───── Given records ─────

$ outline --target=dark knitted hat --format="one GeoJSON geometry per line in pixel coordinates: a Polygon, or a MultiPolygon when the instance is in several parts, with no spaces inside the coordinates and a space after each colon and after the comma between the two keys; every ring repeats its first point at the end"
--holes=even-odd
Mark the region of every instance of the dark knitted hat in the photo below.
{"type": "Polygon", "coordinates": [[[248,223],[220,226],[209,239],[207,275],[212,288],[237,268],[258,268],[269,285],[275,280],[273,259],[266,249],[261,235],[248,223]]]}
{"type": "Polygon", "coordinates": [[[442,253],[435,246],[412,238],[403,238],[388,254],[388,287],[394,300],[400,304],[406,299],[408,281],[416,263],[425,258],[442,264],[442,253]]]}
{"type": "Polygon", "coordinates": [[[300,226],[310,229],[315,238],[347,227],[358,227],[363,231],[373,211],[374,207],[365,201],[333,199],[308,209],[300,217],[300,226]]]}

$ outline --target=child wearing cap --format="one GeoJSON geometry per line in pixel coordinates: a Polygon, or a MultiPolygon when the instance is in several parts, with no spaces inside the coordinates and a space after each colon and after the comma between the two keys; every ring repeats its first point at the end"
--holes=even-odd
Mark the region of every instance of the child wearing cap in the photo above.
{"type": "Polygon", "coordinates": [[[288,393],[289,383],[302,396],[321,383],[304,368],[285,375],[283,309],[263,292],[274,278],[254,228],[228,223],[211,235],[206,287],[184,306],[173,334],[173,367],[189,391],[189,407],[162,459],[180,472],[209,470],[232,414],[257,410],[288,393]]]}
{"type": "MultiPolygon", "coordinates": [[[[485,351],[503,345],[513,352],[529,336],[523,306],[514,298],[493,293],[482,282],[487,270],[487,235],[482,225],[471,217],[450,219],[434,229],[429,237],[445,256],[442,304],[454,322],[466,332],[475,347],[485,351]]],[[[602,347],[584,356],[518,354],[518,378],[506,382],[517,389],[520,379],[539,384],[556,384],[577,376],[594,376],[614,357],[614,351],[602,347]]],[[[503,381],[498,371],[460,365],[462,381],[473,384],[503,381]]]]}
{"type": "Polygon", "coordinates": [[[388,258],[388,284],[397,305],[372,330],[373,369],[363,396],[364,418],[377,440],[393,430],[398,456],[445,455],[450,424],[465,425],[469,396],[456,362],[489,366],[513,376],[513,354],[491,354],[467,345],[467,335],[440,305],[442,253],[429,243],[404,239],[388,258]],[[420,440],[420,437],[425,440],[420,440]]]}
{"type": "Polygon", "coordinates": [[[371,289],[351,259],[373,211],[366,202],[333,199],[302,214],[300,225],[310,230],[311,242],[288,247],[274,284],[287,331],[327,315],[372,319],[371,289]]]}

─────
───── Given records ─────

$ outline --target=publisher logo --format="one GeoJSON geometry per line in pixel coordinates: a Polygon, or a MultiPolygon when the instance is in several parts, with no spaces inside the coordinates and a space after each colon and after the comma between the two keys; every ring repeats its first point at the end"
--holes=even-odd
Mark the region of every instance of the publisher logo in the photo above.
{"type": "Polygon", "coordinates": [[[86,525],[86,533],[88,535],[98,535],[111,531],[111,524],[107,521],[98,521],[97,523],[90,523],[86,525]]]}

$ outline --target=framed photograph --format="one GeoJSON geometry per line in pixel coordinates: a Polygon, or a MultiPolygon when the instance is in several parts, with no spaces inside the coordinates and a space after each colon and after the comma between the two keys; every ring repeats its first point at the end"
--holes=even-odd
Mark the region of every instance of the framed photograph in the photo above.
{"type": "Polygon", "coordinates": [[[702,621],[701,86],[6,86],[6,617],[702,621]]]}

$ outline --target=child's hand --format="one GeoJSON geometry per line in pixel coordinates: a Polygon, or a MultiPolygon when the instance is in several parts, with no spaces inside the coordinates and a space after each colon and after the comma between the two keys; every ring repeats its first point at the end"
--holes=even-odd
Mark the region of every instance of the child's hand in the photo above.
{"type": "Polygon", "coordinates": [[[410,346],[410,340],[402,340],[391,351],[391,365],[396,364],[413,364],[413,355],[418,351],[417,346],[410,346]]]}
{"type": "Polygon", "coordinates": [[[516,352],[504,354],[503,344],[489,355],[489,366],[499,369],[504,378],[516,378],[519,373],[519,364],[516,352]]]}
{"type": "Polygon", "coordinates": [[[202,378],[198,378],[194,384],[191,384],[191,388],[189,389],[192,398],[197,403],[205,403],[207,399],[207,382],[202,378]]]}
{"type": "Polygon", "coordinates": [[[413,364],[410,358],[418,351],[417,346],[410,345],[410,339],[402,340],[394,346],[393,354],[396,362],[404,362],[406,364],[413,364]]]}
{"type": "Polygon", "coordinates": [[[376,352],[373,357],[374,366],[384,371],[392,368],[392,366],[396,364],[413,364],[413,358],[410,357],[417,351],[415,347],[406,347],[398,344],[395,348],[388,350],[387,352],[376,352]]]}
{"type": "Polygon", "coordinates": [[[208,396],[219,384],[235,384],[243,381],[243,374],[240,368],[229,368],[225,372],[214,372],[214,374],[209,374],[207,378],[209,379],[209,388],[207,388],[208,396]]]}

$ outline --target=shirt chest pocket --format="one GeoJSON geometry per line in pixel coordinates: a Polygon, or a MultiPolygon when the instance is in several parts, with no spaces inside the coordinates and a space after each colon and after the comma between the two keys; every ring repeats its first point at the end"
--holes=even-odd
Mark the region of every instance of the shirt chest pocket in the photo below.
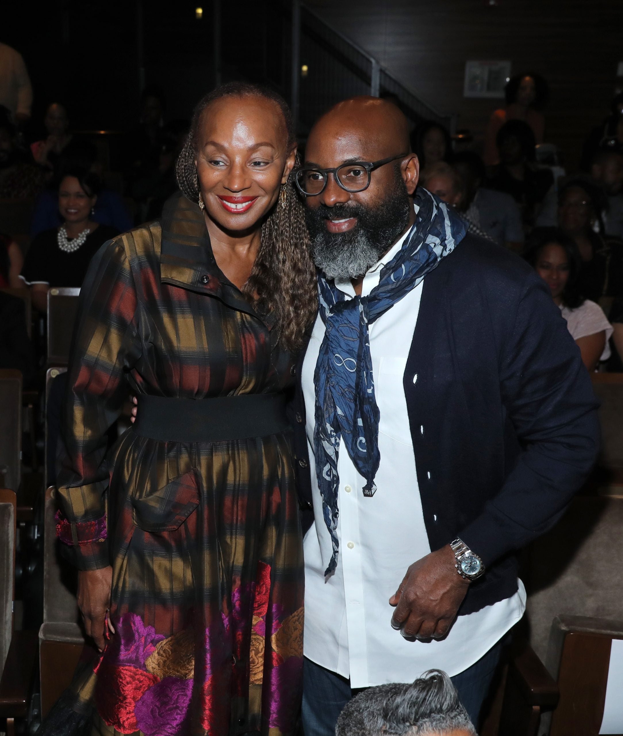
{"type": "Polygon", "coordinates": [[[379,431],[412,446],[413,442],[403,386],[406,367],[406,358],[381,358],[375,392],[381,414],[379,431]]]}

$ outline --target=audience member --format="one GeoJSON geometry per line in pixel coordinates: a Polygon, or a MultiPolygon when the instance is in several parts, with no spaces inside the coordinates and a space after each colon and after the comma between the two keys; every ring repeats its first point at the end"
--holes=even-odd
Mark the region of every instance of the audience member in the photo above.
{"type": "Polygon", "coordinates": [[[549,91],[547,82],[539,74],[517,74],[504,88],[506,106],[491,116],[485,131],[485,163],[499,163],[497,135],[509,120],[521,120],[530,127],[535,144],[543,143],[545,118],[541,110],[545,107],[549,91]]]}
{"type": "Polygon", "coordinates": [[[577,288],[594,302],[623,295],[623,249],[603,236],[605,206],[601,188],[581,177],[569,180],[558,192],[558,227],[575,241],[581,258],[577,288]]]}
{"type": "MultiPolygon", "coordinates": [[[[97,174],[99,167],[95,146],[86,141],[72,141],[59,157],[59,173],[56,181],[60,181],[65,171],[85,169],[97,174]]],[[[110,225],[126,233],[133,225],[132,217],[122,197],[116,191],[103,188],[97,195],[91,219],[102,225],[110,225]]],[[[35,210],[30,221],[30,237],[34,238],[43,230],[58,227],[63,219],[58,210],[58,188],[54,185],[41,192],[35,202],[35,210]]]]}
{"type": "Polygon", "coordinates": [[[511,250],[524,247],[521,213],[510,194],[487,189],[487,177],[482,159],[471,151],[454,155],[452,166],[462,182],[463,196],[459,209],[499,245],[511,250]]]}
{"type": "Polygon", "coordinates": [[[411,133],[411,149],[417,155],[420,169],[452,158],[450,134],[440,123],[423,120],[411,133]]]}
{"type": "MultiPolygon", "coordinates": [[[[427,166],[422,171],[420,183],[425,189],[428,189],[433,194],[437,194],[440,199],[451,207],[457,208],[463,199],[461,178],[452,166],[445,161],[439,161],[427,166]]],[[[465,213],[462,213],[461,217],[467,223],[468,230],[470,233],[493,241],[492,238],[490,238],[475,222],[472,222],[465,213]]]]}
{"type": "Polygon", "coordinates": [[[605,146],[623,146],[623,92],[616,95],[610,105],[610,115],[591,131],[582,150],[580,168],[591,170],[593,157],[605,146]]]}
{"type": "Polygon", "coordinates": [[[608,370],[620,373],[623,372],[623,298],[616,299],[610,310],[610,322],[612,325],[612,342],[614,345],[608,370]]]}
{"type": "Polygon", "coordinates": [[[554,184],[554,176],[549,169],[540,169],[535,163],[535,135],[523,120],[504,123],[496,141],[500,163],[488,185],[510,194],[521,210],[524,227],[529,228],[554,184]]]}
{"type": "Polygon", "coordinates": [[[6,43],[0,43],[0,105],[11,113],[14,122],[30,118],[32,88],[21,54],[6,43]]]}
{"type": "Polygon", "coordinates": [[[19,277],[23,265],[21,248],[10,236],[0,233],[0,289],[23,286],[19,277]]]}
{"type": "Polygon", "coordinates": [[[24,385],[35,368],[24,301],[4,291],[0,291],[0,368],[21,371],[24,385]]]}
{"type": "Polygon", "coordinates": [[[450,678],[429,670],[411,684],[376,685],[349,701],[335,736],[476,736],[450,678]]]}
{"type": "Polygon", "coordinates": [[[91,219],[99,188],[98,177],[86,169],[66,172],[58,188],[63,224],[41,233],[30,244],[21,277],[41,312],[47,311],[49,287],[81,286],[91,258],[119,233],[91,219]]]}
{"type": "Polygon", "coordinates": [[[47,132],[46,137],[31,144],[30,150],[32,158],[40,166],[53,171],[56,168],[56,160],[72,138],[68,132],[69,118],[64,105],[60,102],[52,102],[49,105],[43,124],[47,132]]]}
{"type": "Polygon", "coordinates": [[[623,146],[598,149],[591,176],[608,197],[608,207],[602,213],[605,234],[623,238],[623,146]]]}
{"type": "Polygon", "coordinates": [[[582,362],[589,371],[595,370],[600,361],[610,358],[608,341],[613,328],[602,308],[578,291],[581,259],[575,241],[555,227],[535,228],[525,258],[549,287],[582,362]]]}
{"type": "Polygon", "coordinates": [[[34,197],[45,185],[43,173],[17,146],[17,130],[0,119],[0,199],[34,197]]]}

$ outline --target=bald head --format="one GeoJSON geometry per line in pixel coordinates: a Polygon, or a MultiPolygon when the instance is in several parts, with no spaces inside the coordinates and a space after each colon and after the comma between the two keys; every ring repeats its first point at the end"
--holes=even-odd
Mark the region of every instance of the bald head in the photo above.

─────
───── Given records ─────

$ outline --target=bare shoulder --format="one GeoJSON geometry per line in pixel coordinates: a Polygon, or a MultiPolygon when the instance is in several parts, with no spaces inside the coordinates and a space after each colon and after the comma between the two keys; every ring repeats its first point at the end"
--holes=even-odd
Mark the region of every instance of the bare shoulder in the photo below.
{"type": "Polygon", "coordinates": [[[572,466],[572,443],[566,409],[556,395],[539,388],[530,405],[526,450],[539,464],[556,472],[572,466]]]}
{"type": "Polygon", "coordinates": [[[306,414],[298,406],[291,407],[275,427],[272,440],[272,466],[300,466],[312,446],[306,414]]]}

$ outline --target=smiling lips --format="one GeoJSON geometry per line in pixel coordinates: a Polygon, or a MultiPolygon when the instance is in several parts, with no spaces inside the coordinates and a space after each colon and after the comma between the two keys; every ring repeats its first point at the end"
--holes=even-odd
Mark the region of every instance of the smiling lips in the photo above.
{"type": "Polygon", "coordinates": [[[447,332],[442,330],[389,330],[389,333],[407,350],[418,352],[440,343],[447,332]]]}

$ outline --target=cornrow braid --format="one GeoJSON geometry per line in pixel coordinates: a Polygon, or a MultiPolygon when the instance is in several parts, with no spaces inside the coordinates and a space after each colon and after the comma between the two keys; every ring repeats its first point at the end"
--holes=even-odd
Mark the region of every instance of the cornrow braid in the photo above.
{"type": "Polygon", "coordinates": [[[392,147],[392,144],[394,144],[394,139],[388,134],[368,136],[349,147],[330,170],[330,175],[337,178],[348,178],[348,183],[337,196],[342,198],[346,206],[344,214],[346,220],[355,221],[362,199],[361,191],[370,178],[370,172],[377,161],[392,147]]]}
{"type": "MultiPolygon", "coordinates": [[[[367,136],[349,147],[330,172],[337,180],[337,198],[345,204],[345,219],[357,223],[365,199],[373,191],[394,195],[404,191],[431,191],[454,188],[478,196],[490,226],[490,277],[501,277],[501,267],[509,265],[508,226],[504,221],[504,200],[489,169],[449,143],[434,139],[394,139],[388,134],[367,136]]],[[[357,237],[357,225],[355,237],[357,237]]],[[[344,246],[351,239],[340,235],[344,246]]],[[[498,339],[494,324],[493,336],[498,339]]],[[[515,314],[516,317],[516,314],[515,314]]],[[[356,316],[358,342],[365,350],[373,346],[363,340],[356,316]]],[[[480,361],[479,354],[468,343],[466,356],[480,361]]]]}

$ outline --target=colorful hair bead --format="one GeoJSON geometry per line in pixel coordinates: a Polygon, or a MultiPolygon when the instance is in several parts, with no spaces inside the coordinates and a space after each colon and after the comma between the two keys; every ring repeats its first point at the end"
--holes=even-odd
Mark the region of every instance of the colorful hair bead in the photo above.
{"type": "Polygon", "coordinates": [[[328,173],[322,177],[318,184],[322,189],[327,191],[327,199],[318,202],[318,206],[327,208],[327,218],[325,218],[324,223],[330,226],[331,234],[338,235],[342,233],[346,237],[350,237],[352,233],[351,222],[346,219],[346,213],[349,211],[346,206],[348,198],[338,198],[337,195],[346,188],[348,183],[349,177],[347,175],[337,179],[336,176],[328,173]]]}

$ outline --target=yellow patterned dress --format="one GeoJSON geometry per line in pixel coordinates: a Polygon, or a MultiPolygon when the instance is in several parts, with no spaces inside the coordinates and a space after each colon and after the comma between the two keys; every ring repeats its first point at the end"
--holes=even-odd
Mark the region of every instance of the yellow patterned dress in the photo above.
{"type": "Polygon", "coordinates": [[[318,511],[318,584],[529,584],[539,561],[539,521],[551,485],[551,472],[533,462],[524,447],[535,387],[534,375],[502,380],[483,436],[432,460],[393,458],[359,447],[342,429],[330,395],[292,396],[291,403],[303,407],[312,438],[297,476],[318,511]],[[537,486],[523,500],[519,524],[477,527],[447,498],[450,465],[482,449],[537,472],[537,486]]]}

─────

#### What is asked:
Show every line from the items above that contains the string "logo", copying each one in full.

#### Exercise answer:
$ outline --target=publisher logo --format="one GeoJSON geometry per line in pixel coordinates: a Polygon, or a MultiPolygon when the instance is in several parts, with no spaces inside the coordinates and a space after each colon and after the comma between the two keys; every ring repeats its first point at the end"
Mark the region of every instance of the publisher logo in the photo above.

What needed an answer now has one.